RAW RECORDS.
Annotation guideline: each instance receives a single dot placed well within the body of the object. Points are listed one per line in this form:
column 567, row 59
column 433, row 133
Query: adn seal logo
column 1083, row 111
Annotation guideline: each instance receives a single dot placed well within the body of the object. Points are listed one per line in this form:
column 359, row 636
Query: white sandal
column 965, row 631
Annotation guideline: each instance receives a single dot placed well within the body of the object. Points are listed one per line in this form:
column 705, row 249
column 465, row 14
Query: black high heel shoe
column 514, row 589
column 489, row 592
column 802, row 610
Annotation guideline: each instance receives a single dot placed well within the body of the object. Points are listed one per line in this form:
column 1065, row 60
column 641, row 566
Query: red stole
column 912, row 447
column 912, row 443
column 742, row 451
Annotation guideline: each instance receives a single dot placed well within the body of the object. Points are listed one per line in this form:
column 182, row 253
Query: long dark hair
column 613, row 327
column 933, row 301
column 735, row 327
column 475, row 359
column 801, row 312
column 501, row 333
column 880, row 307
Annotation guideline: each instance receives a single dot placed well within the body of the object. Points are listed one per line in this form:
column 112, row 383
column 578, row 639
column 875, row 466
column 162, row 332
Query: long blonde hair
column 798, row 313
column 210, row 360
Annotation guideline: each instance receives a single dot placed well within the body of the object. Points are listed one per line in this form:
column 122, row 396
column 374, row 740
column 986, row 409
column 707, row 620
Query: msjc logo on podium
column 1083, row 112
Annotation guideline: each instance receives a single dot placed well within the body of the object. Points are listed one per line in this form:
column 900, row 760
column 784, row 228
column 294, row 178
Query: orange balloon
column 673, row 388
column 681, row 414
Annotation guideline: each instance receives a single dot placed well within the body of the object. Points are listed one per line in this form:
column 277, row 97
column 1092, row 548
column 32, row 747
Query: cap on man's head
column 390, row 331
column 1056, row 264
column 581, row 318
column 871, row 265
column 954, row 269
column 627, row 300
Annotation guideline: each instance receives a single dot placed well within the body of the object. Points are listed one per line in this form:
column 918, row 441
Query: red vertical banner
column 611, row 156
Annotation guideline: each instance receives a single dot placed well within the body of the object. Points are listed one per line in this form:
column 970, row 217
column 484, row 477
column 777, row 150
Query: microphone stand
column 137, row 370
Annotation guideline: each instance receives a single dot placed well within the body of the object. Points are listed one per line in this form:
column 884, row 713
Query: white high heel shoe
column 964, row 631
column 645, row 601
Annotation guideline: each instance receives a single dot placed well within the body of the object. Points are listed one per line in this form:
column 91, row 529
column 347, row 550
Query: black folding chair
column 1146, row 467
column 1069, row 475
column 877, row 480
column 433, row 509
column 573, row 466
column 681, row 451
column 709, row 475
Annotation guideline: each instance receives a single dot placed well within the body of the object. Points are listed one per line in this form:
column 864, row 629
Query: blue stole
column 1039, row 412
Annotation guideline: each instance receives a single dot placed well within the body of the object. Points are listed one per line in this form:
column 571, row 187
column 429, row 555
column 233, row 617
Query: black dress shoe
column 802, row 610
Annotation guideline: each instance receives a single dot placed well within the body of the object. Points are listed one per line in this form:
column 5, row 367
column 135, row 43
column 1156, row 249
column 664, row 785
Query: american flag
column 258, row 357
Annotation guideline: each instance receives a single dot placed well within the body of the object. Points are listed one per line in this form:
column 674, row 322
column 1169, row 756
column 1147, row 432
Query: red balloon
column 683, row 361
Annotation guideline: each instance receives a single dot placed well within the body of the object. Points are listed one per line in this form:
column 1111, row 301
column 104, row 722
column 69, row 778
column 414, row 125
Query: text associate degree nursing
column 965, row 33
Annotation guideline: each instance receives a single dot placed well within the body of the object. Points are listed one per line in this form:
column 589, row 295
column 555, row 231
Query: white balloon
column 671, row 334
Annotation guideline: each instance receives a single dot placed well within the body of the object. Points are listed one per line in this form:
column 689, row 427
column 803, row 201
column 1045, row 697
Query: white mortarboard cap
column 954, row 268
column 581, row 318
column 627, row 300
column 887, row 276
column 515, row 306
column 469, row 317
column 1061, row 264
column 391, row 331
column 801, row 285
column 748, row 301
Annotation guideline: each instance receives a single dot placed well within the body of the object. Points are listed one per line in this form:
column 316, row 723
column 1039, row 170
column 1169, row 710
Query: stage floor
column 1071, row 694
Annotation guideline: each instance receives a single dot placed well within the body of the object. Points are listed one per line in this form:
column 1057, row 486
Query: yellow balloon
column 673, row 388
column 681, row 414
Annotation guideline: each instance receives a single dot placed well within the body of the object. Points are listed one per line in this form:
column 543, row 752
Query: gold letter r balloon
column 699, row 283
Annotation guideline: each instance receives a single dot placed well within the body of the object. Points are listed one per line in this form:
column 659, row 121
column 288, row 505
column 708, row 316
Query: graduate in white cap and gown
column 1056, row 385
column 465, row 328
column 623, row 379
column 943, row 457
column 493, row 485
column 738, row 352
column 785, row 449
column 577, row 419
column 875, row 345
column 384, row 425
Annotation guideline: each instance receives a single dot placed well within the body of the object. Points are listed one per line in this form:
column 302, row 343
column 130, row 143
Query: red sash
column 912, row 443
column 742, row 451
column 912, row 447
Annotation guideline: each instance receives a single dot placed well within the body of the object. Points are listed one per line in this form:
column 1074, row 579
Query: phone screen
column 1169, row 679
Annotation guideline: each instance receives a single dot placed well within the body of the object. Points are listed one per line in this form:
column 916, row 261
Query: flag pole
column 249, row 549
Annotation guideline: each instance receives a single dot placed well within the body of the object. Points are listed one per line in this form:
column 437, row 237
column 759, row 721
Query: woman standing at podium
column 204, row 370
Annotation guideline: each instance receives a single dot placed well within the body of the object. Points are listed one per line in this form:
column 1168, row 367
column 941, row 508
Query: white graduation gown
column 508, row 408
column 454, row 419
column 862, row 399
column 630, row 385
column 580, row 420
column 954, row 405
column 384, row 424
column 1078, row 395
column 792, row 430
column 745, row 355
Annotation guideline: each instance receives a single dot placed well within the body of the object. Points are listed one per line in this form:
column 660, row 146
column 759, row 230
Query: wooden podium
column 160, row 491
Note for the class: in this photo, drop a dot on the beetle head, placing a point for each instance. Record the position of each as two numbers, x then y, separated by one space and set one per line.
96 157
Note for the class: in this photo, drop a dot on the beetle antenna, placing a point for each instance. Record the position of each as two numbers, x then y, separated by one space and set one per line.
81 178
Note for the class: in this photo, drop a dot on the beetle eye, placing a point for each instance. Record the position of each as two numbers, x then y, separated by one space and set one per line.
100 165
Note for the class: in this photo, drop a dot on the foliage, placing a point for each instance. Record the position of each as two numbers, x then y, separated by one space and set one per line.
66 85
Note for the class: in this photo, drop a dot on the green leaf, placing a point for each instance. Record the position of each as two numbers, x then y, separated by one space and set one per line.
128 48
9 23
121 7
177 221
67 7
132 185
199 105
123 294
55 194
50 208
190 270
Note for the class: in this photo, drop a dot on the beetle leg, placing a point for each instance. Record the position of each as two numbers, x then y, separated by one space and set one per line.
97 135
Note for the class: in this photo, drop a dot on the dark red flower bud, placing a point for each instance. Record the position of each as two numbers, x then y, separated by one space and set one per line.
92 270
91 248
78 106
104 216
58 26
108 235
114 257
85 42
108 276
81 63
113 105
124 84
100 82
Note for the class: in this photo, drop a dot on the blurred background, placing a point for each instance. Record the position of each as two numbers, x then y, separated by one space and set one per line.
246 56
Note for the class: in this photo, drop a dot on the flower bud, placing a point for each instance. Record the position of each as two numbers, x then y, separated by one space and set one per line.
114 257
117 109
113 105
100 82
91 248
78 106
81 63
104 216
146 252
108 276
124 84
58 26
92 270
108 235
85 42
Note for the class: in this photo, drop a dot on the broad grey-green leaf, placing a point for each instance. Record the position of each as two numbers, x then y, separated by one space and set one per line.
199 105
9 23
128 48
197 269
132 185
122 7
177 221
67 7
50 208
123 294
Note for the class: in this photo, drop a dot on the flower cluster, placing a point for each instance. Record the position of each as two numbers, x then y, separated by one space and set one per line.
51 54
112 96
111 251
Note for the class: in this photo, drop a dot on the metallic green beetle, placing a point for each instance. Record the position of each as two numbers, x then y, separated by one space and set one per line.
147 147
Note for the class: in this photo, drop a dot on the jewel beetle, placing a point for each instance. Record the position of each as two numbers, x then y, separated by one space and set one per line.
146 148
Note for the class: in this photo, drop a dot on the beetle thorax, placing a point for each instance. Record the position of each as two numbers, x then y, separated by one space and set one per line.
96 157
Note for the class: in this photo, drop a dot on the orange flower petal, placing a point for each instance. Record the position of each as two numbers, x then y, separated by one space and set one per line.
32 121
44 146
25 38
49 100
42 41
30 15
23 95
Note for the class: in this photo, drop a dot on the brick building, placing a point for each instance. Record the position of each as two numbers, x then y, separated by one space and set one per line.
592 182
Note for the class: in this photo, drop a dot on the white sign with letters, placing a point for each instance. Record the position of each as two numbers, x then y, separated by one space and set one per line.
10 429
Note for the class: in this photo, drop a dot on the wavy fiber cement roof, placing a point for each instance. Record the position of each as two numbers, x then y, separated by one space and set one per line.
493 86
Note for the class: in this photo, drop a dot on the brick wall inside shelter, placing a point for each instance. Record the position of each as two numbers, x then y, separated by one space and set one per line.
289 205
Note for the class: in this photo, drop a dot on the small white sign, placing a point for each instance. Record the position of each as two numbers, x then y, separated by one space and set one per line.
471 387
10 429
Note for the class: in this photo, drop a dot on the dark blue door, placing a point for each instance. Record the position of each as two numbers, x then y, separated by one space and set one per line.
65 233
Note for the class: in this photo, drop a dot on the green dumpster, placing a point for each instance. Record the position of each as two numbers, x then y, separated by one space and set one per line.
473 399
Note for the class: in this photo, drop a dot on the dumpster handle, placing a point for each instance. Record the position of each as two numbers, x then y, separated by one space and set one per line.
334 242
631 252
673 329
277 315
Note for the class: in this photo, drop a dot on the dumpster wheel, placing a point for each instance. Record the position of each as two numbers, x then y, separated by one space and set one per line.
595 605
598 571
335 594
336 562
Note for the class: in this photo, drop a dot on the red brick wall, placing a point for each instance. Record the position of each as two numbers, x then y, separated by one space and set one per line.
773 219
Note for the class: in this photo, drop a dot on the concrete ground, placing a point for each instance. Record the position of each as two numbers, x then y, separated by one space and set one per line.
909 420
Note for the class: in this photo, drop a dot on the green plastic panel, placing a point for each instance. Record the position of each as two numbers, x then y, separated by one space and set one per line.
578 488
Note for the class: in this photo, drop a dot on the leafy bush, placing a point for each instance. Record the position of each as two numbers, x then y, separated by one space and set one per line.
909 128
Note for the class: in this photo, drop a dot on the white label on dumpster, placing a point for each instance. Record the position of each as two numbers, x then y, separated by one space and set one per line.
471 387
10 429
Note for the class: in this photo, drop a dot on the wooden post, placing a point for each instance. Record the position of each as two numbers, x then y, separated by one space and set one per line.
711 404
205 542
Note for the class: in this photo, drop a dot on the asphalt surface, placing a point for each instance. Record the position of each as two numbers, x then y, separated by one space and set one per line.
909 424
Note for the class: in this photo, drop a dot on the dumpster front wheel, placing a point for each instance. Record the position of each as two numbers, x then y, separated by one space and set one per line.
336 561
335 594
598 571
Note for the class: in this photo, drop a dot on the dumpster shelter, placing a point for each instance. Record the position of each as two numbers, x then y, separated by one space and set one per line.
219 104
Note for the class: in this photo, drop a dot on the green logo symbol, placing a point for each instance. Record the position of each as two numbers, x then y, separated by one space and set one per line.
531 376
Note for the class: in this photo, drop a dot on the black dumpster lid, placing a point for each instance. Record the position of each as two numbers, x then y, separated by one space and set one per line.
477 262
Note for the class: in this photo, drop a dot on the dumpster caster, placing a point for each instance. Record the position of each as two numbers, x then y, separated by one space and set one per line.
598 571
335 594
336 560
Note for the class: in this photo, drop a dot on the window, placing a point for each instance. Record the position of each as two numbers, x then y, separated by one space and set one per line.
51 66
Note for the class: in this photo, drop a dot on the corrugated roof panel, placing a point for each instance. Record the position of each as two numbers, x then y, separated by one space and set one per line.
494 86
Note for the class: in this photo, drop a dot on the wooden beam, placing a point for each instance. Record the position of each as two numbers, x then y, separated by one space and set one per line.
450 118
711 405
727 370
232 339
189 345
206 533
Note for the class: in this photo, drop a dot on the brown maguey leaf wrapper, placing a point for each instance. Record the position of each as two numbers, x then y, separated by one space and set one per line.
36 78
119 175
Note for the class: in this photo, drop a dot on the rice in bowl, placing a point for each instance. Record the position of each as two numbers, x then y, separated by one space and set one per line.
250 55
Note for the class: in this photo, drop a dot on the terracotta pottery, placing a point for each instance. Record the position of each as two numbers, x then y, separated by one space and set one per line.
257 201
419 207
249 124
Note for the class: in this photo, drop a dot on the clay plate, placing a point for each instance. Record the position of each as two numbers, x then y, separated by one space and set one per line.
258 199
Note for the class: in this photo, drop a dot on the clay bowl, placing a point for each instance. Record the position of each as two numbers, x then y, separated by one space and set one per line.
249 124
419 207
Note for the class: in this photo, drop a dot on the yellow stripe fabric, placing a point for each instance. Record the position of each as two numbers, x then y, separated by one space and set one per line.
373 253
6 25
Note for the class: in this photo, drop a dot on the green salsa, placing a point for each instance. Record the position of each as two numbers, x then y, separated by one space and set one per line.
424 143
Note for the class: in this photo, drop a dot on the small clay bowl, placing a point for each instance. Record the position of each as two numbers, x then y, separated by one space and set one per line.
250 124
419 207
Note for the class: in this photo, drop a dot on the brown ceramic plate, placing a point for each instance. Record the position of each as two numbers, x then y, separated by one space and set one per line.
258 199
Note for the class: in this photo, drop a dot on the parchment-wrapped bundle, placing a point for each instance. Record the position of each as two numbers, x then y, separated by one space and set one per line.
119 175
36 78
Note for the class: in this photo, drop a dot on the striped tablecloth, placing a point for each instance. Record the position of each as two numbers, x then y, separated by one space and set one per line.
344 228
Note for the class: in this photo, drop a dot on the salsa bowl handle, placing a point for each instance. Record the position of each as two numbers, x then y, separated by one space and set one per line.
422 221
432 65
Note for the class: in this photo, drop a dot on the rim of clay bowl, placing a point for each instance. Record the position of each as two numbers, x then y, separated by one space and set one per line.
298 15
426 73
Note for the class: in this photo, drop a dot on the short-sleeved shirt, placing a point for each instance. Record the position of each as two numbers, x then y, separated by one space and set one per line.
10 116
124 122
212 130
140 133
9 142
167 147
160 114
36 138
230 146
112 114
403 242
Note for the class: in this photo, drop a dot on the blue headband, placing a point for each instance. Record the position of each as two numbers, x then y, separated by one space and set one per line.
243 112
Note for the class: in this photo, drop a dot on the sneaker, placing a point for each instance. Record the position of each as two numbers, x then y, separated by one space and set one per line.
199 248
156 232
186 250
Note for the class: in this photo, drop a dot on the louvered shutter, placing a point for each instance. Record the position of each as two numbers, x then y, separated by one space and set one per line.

TASK GOAL. Copy the lines above word for word, starting at the line that contains "on the striped" and ending with the last line.

REPLY.
Note for the class: in this photo, drop a dot on the striped tablecloth, placing a point for each instance. Record the position of each as two numbers, x then y, separated by one space and set one per line.
344 228
Note for the class: in this photo, drop a dot on the salsa bowl handle, placing a point for each instance. Record the position of each as two numbers, x then y, separated by one space and set one per line.
422 221
432 65
Note for the class: in this photo, drop a dot on the rim of clay bowl, placing a point for each instance. Record the position of each as two numbers, x then y, separated by one space and set one per line.
298 15
426 73
Note for the class: in this photo, drop a dot on the short-sleeved shirt, placing a point for each instance. Record the position of each as two numbers, x then y, separated by one space and set one per line.
10 116
124 122
212 130
140 133
9 142
167 147
160 114
36 138
230 146
112 114
403 242
Note for the class: in this photo, drop a dot on the blue headband, placing a point for each instance. Record the position of each as two numbers, x then y, separated by one space and set one per line.
243 112
Note for the class: in this photo, drop a dot on the sneaker, placing a point for each instance. Record the position of each as two numbers, x then y, separated by one space and set one per line.
199 248
156 232
186 250
Note for the class: in this photo, drop a dot on the louvered shutter, placing a point for each instance. Record the position of each as two numbers, x then y, separated by one space and set one per line.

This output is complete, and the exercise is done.